Stated task A.
Answer these questions from the article on Chinese travelers below:
(i) How many traveler tribes did the Amadeus research identify?
(ii) Up to what year will these tribes shape the landscape of travel, according to the research?
(iii) What shift does the article say is being seen among Chinese travelers today?

Document excerpt.
--------------------------------------------------

Amadeus interprets “Chinese Traveler 2.0”
A research by Amadeus identified six traveler tribes based on psycho-graphic traits – such as lifestyle, needs, aspirations, behaviors – that will shape the landscape of travel between now and 2030.
More disposable income and a curiosity to explore the outside world have given rise to the huge surge in Chinese travelers we’ve seen in the past decade.
Their sheer volume makes them a force to be reckoned with, and I believe the world – whether through more welcoming visa policies or through Chinese-speaking retail assistants – has made leaps and bounds in recalibrating itself accordingly.
But that is yesterday’s conversation. Today the question is whether the industry is ready for “Chinese Traveler 2.0” Make no mistake – they’re not who they used to be.
Bolder, more empowered and increasingly independent, gone are the days where the only Chinese travelers you see were group tours. Chinese travelers are complex and diverse, although group tours remain important.
Today we’re seeing for example, a shift from observation to participation – a growing desire to seek once-in-a-lifetime experiences and immersion in local culture rather than just ticking ‘must-see’ landmarks off a list.
Also on the rise is a rejection of brands attempting to silo them into demographic groups of age and income.

--------------------------------------------------

Point placement records.
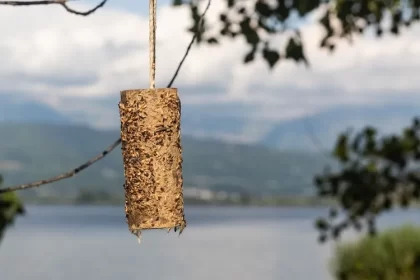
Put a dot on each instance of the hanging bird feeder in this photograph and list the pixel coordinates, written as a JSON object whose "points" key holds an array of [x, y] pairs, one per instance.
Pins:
{"points": [[152, 153]]}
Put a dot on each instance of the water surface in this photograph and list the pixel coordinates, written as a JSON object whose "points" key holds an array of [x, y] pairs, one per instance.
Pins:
{"points": [[75, 243]]}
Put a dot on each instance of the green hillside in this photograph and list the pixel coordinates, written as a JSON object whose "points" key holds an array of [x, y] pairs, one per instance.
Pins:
{"points": [[35, 151]]}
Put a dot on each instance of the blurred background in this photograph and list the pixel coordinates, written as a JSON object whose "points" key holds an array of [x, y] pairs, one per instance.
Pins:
{"points": [[298, 124]]}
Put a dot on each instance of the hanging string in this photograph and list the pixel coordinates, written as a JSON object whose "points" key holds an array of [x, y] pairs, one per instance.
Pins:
{"points": [[152, 42]]}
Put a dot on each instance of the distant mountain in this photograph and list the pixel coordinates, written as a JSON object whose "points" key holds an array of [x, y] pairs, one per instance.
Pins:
{"points": [[36, 151], [16, 110], [296, 134], [325, 126]]}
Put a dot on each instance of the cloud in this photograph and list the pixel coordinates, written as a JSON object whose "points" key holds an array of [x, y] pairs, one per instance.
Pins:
{"points": [[78, 65]]}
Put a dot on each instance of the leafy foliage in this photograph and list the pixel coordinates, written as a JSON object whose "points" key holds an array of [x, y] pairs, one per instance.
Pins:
{"points": [[376, 174], [10, 207], [260, 21], [394, 254]]}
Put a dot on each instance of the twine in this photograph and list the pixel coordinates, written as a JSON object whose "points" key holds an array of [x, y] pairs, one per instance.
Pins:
{"points": [[152, 42]]}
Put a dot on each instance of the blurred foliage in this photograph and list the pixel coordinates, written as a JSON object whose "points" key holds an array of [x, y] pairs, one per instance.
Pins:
{"points": [[260, 21], [376, 174], [10, 207], [393, 254]]}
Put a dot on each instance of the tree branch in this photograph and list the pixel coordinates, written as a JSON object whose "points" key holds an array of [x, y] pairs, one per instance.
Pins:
{"points": [[106, 151], [63, 3]]}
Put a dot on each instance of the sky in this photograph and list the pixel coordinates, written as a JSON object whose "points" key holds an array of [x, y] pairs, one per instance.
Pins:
{"points": [[78, 65]]}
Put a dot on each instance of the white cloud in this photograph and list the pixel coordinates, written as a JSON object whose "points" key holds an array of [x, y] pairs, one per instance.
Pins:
{"points": [[68, 62]]}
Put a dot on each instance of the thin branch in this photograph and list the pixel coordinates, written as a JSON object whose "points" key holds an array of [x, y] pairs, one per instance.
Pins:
{"points": [[190, 45], [106, 151], [63, 3]]}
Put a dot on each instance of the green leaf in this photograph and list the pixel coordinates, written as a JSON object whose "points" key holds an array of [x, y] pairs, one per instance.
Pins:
{"points": [[271, 56]]}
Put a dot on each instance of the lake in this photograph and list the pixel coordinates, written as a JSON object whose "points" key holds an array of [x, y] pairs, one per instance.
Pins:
{"points": [[77, 243]]}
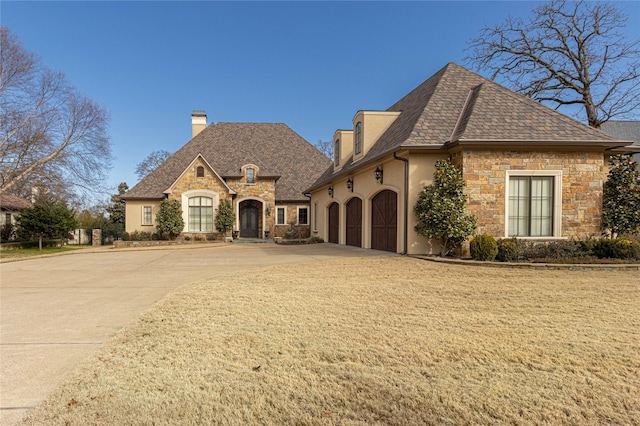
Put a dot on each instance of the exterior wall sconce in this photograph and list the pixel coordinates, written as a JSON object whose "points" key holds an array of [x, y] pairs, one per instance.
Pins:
{"points": [[378, 173]]}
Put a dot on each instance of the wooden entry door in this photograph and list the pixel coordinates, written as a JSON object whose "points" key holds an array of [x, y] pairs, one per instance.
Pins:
{"points": [[384, 221], [334, 222], [354, 222], [249, 222]]}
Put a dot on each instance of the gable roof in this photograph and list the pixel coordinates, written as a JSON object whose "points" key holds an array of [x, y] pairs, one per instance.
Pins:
{"points": [[274, 147], [13, 202], [457, 106]]}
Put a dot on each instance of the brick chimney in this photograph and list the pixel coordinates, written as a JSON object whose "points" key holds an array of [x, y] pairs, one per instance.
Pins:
{"points": [[198, 122]]}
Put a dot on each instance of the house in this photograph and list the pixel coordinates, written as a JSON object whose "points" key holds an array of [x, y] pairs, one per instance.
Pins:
{"points": [[626, 130], [11, 206], [262, 168], [530, 171]]}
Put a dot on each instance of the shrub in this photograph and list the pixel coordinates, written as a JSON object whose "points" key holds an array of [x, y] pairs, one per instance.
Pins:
{"points": [[507, 250], [483, 247], [315, 240]]}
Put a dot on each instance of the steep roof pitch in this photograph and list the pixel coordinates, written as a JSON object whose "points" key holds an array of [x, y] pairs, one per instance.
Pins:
{"points": [[456, 105], [274, 147], [13, 202]]}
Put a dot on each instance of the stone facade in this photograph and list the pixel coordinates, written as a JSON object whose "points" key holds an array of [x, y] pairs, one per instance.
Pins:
{"points": [[583, 174]]}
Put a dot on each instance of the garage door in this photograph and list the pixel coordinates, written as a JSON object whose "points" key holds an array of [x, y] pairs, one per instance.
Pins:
{"points": [[384, 223], [354, 222], [334, 222]]}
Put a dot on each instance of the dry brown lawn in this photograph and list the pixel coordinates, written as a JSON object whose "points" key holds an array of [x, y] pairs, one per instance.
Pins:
{"points": [[389, 340]]}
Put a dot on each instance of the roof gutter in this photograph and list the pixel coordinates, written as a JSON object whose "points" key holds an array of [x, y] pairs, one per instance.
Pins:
{"points": [[406, 199]]}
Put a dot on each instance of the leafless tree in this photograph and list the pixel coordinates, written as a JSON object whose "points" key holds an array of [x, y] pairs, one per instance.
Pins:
{"points": [[150, 162], [568, 53], [51, 136]]}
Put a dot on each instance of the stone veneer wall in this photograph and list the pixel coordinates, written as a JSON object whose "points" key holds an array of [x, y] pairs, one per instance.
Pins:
{"points": [[583, 174]]}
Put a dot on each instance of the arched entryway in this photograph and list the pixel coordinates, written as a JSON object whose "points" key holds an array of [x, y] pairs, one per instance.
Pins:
{"points": [[384, 221], [354, 222], [250, 219], [334, 222]]}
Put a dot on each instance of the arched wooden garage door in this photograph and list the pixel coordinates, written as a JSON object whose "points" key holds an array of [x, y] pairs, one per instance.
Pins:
{"points": [[334, 222], [384, 223], [354, 222]]}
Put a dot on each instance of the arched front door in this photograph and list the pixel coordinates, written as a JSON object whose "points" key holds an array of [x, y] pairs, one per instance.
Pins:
{"points": [[334, 222], [384, 222], [354, 222], [249, 221]]}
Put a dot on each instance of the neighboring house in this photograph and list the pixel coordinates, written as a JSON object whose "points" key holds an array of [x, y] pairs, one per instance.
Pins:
{"points": [[530, 171], [262, 168], [11, 206], [625, 130]]}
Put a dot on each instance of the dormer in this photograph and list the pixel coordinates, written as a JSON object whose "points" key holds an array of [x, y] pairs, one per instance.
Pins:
{"points": [[368, 126], [342, 148]]}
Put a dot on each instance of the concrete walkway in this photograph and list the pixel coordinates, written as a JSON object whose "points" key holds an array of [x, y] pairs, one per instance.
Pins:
{"points": [[55, 311]]}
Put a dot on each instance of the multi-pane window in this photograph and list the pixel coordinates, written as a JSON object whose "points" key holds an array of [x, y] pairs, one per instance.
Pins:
{"points": [[531, 206], [146, 215], [201, 214], [281, 216], [358, 142], [303, 215], [251, 176]]}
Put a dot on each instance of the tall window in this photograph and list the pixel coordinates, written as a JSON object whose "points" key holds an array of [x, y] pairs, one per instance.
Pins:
{"points": [[251, 176], [146, 216], [303, 215], [531, 206], [201, 214], [281, 216], [358, 146]]}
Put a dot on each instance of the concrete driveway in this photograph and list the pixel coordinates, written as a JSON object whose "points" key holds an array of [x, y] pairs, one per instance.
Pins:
{"points": [[56, 311]]}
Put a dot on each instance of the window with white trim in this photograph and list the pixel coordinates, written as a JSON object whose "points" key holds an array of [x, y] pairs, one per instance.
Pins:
{"points": [[303, 215], [358, 138], [200, 214], [281, 216], [533, 204], [147, 217]]}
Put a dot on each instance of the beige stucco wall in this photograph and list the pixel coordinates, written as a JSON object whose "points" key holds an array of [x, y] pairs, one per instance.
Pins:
{"points": [[583, 174], [133, 215]]}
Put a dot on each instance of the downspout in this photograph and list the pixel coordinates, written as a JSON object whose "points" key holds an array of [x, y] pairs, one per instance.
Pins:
{"points": [[406, 200]]}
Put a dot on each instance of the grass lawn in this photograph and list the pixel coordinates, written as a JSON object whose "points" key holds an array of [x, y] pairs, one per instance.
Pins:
{"points": [[389, 340]]}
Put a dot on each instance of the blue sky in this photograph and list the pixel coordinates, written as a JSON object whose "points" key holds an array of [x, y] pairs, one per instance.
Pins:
{"points": [[311, 65]]}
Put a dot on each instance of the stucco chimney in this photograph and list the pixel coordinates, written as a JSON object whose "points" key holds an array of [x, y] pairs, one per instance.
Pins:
{"points": [[198, 122]]}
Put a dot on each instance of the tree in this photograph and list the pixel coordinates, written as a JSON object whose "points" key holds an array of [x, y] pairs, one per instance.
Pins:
{"points": [[151, 162], [169, 218], [567, 54], [441, 208], [621, 198], [51, 135], [224, 216], [116, 209], [46, 220]]}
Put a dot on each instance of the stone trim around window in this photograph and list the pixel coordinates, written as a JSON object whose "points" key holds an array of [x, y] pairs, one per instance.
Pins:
{"points": [[557, 200]]}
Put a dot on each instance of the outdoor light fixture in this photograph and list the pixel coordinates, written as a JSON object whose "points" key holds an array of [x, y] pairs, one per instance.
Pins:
{"points": [[378, 173]]}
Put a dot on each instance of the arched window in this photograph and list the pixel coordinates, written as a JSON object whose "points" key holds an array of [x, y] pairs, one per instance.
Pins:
{"points": [[201, 214]]}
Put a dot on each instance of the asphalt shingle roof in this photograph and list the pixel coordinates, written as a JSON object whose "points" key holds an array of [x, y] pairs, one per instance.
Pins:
{"points": [[458, 105], [274, 147]]}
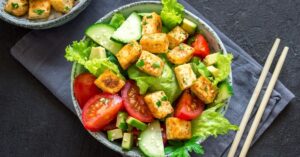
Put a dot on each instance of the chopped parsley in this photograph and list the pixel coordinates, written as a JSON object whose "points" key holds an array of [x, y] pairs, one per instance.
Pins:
{"points": [[140, 63], [158, 103], [155, 65], [15, 5], [39, 11]]}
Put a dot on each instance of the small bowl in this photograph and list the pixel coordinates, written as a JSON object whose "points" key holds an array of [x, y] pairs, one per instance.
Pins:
{"points": [[145, 6], [55, 19]]}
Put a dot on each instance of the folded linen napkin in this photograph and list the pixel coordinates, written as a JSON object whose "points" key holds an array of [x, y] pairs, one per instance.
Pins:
{"points": [[42, 53]]}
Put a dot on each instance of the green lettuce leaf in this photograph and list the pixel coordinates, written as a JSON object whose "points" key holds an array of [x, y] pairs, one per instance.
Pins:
{"points": [[117, 20], [80, 51], [223, 63], [211, 123], [172, 13], [166, 82]]}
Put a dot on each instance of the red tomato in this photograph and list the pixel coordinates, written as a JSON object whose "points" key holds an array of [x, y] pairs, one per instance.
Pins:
{"points": [[189, 107], [84, 88], [201, 46], [134, 103], [100, 110]]}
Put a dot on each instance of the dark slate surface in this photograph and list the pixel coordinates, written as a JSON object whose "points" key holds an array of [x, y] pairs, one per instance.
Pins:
{"points": [[34, 123]]}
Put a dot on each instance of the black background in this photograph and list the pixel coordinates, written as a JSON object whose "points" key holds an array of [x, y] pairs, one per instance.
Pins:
{"points": [[34, 123]]}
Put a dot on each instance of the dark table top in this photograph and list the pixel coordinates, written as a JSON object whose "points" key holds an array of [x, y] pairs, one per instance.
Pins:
{"points": [[34, 123]]}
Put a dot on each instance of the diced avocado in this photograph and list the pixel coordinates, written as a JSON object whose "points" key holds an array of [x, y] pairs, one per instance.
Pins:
{"points": [[225, 91], [213, 70], [127, 141], [211, 59], [121, 121], [114, 134], [188, 26], [97, 52], [151, 143], [136, 123]]}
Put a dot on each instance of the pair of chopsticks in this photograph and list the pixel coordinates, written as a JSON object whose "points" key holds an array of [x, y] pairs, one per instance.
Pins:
{"points": [[263, 103]]}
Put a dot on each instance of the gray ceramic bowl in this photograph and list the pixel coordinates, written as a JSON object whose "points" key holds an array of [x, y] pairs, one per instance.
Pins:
{"points": [[145, 6], [55, 18]]}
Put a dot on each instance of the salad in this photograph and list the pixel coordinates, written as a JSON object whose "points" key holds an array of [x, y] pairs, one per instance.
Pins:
{"points": [[151, 81]]}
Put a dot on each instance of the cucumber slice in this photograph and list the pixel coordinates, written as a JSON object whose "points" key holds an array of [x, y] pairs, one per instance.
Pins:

--------------------------------------------------

Stated task B. Identify every line of the records above that contains the word "garage", and copy each one. Case counts.

Correct answer A.
(i) Six.
(ii) 2030.
(iii) A shift from observation to participation.

Correct answer B.
Put a dot on each instance of the garage door in this photograph and list the pixel coordinates, written as a JSON object whose "points" key holds an array of [x, y] pairs, one per instance.
Put a dot on each instance of the arched wooden garage door in this photograph and list the pixel coordinates, written as a JSON object whose "points" key holds an array of [x, y] pairs, one per instance.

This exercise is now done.